■ **Text**:
● ● ● ●
All transportation in the Togian islands is by way of longboats. These are boats that are fifty to a hundred feet long, but only a few feet wide. They have long arms that stretch to the sides and attach to the floaters. On each side of the boat there's one or a few long bamboo post used as a floater to keep the boat balanced upright. The bamboo instantly gives it a third world feel.

Kadidiri passing beach
You get onto this boat either from a doc or directly from the beach. If it's the beach, you'll get your feet wet. Hope you're wearing sandals and not shoes because you pretty much have no choice in the matter. And it's salt water so you will soon have to decide exactly how clean and sanitary you want to be and how much you just let it go. It's far easier to let it go a little bit.

If you watch them dock, you'll be wondering, just how DO they do this in developed countries? Because there's simply GOT to be a better way. The ladder from the dock down to the boat is from rough-hewn wood and none of the rungs are level. We're talking lashings with rope, or maybe just a single nail, bam, through to hold the sticks together. And the boat is bobbing up and down. If you're a woman there's usually some man to help you. Just make sure you're not wearing high heel shoes; you'll need all the balance you can get. If you're a man, ahem, good luck. You'll look like a fool unless you are totally cool. Usually I ended up looking like a fool. No, I never fell in the water, and I didn't see anybody else fall in.


Kadidiri on boat The boat fills up with people and luggage; you sit on the left or the right side. Sometimes there's actually benches to sit on. Usually there's a roof over your head. Towards the back of the boat is a black area in the shadows, and you can see that the engine is there, a big greasy machine.
● ● ● ●
■ **Supplied material**:
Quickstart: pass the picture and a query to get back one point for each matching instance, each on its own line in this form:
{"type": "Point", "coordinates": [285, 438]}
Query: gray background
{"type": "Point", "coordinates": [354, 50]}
● ● ● ●
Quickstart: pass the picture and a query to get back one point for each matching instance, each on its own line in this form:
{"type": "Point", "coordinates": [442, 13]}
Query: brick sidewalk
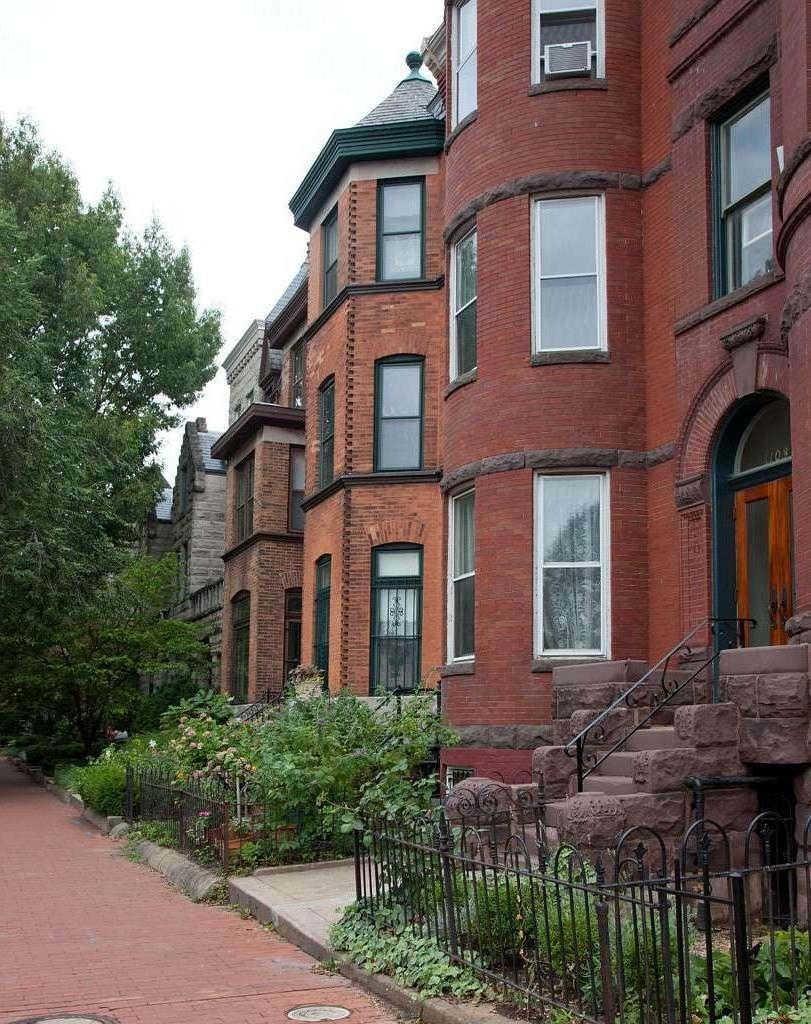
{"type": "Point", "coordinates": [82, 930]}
● ● ● ●
■ **Set of tasks**:
**a.** Which kinds of footwear does the longboat passage mention? List every one.
**b.** Pull out every line of the rows that contains the string "coordinates".
The rows are unrelated to the passage about Togian islands longboats.

■ **The replies**:
**a.** sandals, shoes, high heel shoes

**b.**
{"type": "Point", "coordinates": [285, 438]}
{"type": "Point", "coordinates": [354, 50]}
{"type": "Point", "coordinates": [442, 13]}
{"type": "Point", "coordinates": [82, 930]}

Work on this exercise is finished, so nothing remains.